**EXTRACTED RECORDS:**
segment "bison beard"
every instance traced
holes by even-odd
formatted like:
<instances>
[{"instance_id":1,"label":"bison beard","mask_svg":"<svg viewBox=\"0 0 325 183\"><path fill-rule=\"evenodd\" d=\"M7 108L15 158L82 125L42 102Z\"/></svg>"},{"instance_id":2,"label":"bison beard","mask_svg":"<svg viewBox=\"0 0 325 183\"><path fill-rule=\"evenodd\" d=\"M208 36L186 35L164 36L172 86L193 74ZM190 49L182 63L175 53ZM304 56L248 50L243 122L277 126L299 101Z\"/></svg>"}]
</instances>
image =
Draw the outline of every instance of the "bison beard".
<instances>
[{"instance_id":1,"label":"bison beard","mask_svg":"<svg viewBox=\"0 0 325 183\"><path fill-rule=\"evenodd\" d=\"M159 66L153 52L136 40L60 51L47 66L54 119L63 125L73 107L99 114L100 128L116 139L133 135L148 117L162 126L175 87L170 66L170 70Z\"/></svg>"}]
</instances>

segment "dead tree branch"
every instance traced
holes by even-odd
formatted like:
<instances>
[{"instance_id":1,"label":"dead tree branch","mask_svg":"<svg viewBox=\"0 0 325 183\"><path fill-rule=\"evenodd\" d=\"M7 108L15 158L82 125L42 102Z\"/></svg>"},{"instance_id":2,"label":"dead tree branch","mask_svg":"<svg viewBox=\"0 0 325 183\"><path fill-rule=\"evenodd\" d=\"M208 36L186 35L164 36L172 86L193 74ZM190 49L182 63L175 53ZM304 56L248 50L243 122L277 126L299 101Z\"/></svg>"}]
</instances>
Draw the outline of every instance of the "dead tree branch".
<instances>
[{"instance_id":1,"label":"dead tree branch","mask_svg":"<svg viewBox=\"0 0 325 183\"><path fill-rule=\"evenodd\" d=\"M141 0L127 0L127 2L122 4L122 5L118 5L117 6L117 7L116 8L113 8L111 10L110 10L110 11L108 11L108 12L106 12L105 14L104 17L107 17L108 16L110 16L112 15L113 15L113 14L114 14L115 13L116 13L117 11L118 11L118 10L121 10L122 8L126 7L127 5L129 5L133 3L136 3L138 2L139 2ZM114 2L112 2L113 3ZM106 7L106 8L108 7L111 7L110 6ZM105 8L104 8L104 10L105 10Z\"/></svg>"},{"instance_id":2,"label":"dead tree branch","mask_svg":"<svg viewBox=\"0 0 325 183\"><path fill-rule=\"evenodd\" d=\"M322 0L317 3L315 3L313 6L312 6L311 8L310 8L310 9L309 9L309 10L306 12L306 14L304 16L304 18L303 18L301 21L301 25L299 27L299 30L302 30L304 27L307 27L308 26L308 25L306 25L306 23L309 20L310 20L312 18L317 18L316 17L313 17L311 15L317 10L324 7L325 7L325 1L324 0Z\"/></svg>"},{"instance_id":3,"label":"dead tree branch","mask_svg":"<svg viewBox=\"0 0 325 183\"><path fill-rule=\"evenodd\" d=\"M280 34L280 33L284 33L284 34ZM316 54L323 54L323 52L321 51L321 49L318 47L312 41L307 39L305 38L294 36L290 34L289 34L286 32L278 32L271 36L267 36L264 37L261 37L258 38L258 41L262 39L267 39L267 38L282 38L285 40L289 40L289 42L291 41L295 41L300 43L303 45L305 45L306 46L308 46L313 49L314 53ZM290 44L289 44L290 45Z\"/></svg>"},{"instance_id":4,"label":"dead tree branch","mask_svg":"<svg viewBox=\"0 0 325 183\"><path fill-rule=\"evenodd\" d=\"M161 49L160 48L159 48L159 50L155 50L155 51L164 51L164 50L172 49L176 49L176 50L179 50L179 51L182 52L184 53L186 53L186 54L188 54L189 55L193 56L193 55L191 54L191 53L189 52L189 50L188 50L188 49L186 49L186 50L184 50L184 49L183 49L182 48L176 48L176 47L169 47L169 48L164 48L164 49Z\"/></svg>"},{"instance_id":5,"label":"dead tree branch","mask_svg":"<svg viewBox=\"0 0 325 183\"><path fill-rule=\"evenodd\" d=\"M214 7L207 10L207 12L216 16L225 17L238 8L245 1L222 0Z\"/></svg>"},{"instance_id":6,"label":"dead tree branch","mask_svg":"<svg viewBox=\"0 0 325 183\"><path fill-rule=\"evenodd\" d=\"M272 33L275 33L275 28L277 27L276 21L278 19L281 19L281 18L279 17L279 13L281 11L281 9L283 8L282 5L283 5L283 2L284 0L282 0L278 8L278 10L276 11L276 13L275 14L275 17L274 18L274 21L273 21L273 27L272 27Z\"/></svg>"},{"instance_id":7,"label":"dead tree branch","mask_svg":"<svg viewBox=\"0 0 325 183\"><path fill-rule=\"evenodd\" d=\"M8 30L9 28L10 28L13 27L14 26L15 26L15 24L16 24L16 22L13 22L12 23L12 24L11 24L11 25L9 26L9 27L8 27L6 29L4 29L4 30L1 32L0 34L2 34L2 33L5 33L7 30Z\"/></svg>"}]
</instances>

**JOB:**
Using the data above, return each line exactly as written.

**THE RESPONSE:**
segment "bison beard"
every instance traced
holes by even-odd
formatted like:
<instances>
[{"instance_id":1,"label":"bison beard","mask_svg":"<svg viewBox=\"0 0 325 183\"><path fill-rule=\"evenodd\" d=\"M7 108L15 158L82 125L42 102Z\"/></svg>"},{"instance_id":2,"label":"bison beard","mask_svg":"<svg viewBox=\"0 0 325 183\"><path fill-rule=\"evenodd\" d=\"M208 36L186 35L164 36L172 86L193 74ZM190 49L182 63L175 53ZM304 56L248 50L243 122L277 126L299 101Z\"/></svg>"}]
</instances>
image =
Draw the outline of every instance of the "bison beard".
<instances>
[{"instance_id":1,"label":"bison beard","mask_svg":"<svg viewBox=\"0 0 325 183\"><path fill-rule=\"evenodd\" d=\"M159 66L153 52L136 40L60 51L47 66L54 119L63 125L73 107L99 114L100 128L116 139L133 135L148 117L162 126L175 87L170 66L170 70Z\"/></svg>"}]
</instances>

segment "dead tree branch"
every instance traced
holes by even-odd
formatted like:
<instances>
[{"instance_id":1,"label":"dead tree branch","mask_svg":"<svg viewBox=\"0 0 325 183\"><path fill-rule=\"evenodd\" d=\"M7 108L15 158L82 125L42 102Z\"/></svg>"},{"instance_id":2,"label":"dead tree branch","mask_svg":"<svg viewBox=\"0 0 325 183\"><path fill-rule=\"evenodd\" d=\"M208 36L186 35L164 36L172 86L193 74ZM190 49L182 63L175 53ZM304 56L248 50L243 122L277 126L299 101Z\"/></svg>"}]
</instances>
Draw the outline of every instance of the "dead tree branch".
<instances>
[{"instance_id":1,"label":"dead tree branch","mask_svg":"<svg viewBox=\"0 0 325 183\"><path fill-rule=\"evenodd\" d=\"M141 0L127 0L127 2L122 4L122 5L118 5L117 6L117 7L116 8L113 8L111 10L110 10L110 11L108 11L108 12L106 12L105 14L104 17L107 17L108 16L110 16L112 15L113 15L113 14L114 14L115 13L116 13L117 11L118 11L118 10L121 10L122 8L126 7L127 5L129 5L133 3L136 3L138 2L139 2ZM114 2L112 2L113 3ZM106 7L106 8L108 7L111 7L110 6ZM105 8L104 8L104 10L105 10Z\"/></svg>"},{"instance_id":2,"label":"dead tree branch","mask_svg":"<svg viewBox=\"0 0 325 183\"><path fill-rule=\"evenodd\" d=\"M322 0L317 3L315 3L313 6L312 6L311 8L310 8L310 9L309 9L309 10L306 12L306 14L304 16L304 18L303 18L301 21L301 25L299 27L299 30L302 30L304 27L307 27L308 26L308 25L306 25L306 23L309 20L310 20L312 18L317 18L316 17L313 17L311 15L317 10L324 7L325 7L325 1L324 0Z\"/></svg>"},{"instance_id":3,"label":"dead tree branch","mask_svg":"<svg viewBox=\"0 0 325 183\"><path fill-rule=\"evenodd\" d=\"M280 34L280 33L284 33L284 34ZM316 54L323 54L323 52L321 51L321 49L318 47L312 41L307 39L305 38L294 36L290 34L289 34L286 32L278 32L271 36L267 36L264 37L261 37L258 38L258 41L262 39L267 39L267 38L282 38L285 40L289 40L289 42L291 41L295 41L300 43L303 45L305 45L306 46L308 46L313 49L314 53ZM290 44L289 44L290 45Z\"/></svg>"},{"instance_id":4,"label":"dead tree branch","mask_svg":"<svg viewBox=\"0 0 325 183\"><path fill-rule=\"evenodd\" d=\"M161 49L160 48L159 48L159 50L155 50L155 51L164 51L164 50L172 49L176 49L176 50L179 50L179 51L182 52L184 53L186 53L186 54L188 54L189 55L193 56L193 55L191 54L191 53L189 52L189 50L188 50L188 49L186 49L186 50L184 50L184 49L183 49L182 48L176 48L176 47L169 47L169 48L164 48L164 49Z\"/></svg>"},{"instance_id":5,"label":"dead tree branch","mask_svg":"<svg viewBox=\"0 0 325 183\"><path fill-rule=\"evenodd\" d=\"M214 7L207 10L207 12L216 16L225 17L238 8L245 1L222 0Z\"/></svg>"},{"instance_id":6,"label":"dead tree branch","mask_svg":"<svg viewBox=\"0 0 325 183\"><path fill-rule=\"evenodd\" d=\"M272 33L275 33L275 28L277 27L276 21L278 19L281 19L281 18L279 17L279 13L281 11L281 9L283 8L282 5L283 5L283 2L284 0L282 0L278 8L278 10L276 11L276 13L275 14L275 17L274 18L274 21L273 21L273 27L272 27Z\"/></svg>"},{"instance_id":7,"label":"dead tree branch","mask_svg":"<svg viewBox=\"0 0 325 183\"><path fill-rule=\"evenodd\" d=\"M8 30L9 28L10 28L13 27L14 26L15 26L15 24L16 24L16 22L13 22L12 23L12 24L11 24L11 25L9 26L9 27L8 27L6 29L4 29L4 30L1 32L0 34L2 34L2 33L5 33L7 30Z\"/></svg>"}]
</instances>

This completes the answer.